(Work to complete) Find the line in the data below that contains "the man's beard". Return that line and all the lines after it, unchanged.

+++ Excerpted data

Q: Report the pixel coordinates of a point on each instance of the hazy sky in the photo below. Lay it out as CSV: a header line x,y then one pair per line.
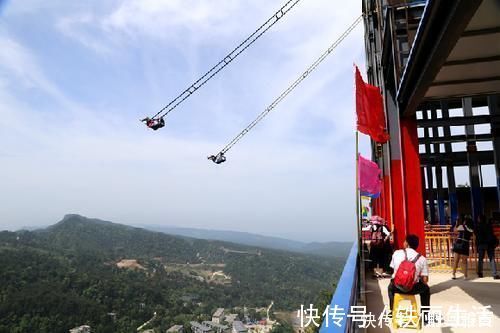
x,y
76,77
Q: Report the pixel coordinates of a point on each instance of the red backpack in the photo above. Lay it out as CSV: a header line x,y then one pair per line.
x,y
405,275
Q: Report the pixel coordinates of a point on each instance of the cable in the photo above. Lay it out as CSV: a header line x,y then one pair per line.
x,y
290,88
226,60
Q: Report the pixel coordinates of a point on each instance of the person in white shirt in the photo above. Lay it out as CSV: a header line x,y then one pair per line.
x,y
421,286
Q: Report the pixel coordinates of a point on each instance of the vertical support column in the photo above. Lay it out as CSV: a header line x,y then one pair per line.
x,y
397,189
494,107
439,172
450,172
475,182
430,177
424,190
412,181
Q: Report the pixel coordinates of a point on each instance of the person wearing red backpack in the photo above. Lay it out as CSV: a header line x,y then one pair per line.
x,y
411,273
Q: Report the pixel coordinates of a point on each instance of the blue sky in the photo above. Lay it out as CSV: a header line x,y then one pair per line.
x,y
76,77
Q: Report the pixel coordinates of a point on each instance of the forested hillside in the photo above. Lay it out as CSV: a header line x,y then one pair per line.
x,y
114,277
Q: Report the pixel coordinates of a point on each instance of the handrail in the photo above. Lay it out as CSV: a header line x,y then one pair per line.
x,y
346,293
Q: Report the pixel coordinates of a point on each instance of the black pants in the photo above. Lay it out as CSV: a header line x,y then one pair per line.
x,y
419,288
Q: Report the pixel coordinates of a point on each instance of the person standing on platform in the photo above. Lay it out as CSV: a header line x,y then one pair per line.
x,y
462,244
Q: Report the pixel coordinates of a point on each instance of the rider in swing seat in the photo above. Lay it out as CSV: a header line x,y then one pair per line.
x,y
154,124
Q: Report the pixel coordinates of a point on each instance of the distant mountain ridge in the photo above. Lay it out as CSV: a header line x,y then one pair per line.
x,y
80,270
329,249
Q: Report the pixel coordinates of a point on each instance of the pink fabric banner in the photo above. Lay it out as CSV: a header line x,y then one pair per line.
x,y
369,177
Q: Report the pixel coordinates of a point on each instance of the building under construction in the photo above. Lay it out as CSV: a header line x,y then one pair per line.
x,y
437,64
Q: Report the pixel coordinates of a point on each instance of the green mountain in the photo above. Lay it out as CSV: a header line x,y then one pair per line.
x,y
114,277
329,249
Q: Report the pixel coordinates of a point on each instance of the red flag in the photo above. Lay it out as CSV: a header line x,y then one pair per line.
x,y
369,110
369,177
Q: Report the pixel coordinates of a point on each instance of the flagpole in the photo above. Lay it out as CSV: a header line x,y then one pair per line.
x,y
358,220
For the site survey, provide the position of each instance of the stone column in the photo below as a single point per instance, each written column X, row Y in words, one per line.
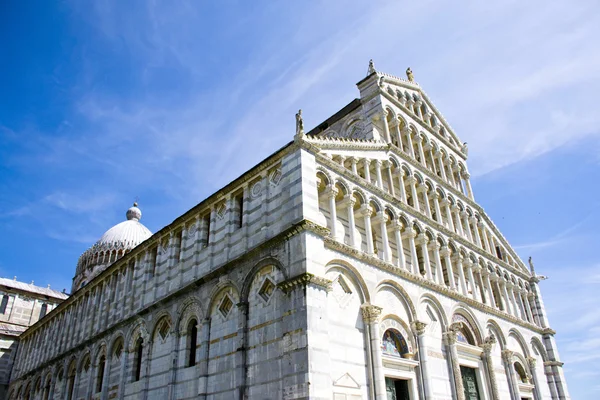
column 487, row 346
column 421, row 152
column 370, row 314
column 423, row 240
column 410, row 234
column 465, row 217
column 203, row 355
column 400, row 174
column 382, row 219
column 418, row 329
column 536, row 391
column 331, row 193
column 446, row 204
column 458, row 260
column 436, row 204
column 424, row 189
column 354, row 165
column 366, row 212
column 388, row 170
column 477, row 237
column 349, row 202
column 469, row 266
column 446, row 253
column 488, row 285
column 513, row 301
column 507, row 305
column 507, row 358
column 378, row 176
column 525, row 300
column 466, row 176
column 412, row 181
column 397, row 226
column 398, row 134
column 411, row 149
column 458, row 224
column 439, row 273
column 441, row 165
column 450, row 342
column 367, row 169
column 106, row 376
column 386, row 128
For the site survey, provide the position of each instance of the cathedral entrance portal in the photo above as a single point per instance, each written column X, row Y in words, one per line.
column 470, row 383
column 396, row 389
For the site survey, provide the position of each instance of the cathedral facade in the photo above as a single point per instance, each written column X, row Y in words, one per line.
column 353, row 263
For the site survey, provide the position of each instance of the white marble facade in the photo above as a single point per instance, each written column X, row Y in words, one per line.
column 351, row 264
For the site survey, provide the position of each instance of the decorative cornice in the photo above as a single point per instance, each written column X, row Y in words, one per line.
column 409, row 276
column 359, row 181
column 303, row 280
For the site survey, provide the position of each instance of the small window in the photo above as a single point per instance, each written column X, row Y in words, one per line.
column 43, row 310
column 226, row 305
column 239, row 210
column 100, row 374
column 499, row 252
column 4, row 304
column 192, row 342
column 266, row 290
column 153, row 260
column 393, row 343
column 139, row 352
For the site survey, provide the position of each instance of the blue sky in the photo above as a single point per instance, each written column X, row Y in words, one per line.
column 102, row 102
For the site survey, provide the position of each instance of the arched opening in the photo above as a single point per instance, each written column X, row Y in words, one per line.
column 100, row 373
column 137, row 362
column 521, row 374
column 192, row 338
column 393, row 343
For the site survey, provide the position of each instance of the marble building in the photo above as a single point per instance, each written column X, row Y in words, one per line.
column 352, row 263
column 21, row 305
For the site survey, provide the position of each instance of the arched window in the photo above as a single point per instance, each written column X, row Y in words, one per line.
column 100, row 374
column 192, row 342
column 393, row 343
column 4, row 304
column 521, row 372
column 137, row 363
column 43, row 310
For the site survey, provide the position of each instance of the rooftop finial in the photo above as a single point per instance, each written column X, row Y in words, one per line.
column 371, row 69
column 134, row 213
column 299, row 123
column 409, row 75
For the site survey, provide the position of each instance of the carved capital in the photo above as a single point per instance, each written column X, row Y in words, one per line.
column 507, row 356
column 488, row 344
column 418, row 327
column 370, row 312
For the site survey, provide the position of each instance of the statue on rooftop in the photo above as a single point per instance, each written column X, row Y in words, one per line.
column 409, row 75
column 299, row 123
column 371, row 69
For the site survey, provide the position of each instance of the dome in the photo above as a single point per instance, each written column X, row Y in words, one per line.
column 116, row 242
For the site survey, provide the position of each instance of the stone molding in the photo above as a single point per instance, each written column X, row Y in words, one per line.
column 303, row 280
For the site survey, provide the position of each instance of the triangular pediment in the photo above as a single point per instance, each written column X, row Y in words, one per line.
column 346, row 380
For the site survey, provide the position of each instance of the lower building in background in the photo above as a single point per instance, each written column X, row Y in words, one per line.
column 353, row 263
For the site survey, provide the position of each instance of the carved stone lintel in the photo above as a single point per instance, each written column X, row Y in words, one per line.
column 303, row 280
column 418, row 327
column 370, row 312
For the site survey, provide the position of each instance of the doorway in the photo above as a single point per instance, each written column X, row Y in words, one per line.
column 470, row 383
column 396, row 389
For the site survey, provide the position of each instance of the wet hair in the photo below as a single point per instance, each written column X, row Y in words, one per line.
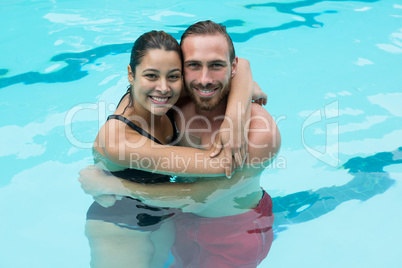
column 146, row 42
column 208, row 27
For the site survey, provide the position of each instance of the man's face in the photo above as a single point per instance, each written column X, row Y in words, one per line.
column 207, row 69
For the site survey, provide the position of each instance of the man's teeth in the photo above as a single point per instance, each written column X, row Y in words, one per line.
column 206, row 91
column 159, row 99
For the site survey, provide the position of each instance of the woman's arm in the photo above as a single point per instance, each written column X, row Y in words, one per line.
column 125, row 147
column 233, row 134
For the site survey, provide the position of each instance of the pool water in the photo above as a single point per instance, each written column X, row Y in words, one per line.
column 333, row 74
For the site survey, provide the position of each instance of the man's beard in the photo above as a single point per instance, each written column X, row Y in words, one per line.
column 208, row 104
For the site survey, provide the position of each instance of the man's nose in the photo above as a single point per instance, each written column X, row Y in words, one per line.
column 205, row 78
column 163, row 87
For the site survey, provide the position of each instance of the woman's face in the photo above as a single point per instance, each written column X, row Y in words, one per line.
column 157, row 82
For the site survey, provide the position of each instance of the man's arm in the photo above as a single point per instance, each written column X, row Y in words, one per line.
column 263, row 142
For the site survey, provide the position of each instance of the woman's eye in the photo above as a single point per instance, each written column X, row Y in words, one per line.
column 174, row 77
column 193, row 65
column 216, row 65
column 151, row 76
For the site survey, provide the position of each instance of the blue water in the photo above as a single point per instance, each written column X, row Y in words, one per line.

++++++

(Response for this exercise)
For the site survey, provide the position of each instance of the man's beard in the photo above as a single point per instance, each written column X, row Y in words, one per line.
column 208, row 104
For the site survey, provide the position of each instance of the man's nose in the photo above as a single point per instance, each written column X, row Y in words, one per line.
column 205, row 78
column 163, row 87
For the site survey, provide the position of each instance of the woman's face in the photo above as a single point per instance, each written column X, row Y in words, one per line.
column 157, row 82
For the site survey, provide the position of each instance of the man's arm in the photo above as a single point per instance, each written column X, row Y in words, one per line.
column 263, row 142
For the site survey, provide the position of each instance of the woman's eye in the photo above as a single point per instance, each written column X, row Y in words, one per line.
column 174, row 77
column 193, row 65
column 216, row 65
column 151, row 76
For the site survey, provide the position of each instance of the blue water in the photo above as a single point per instance, each written column X, row Y in words, one per line.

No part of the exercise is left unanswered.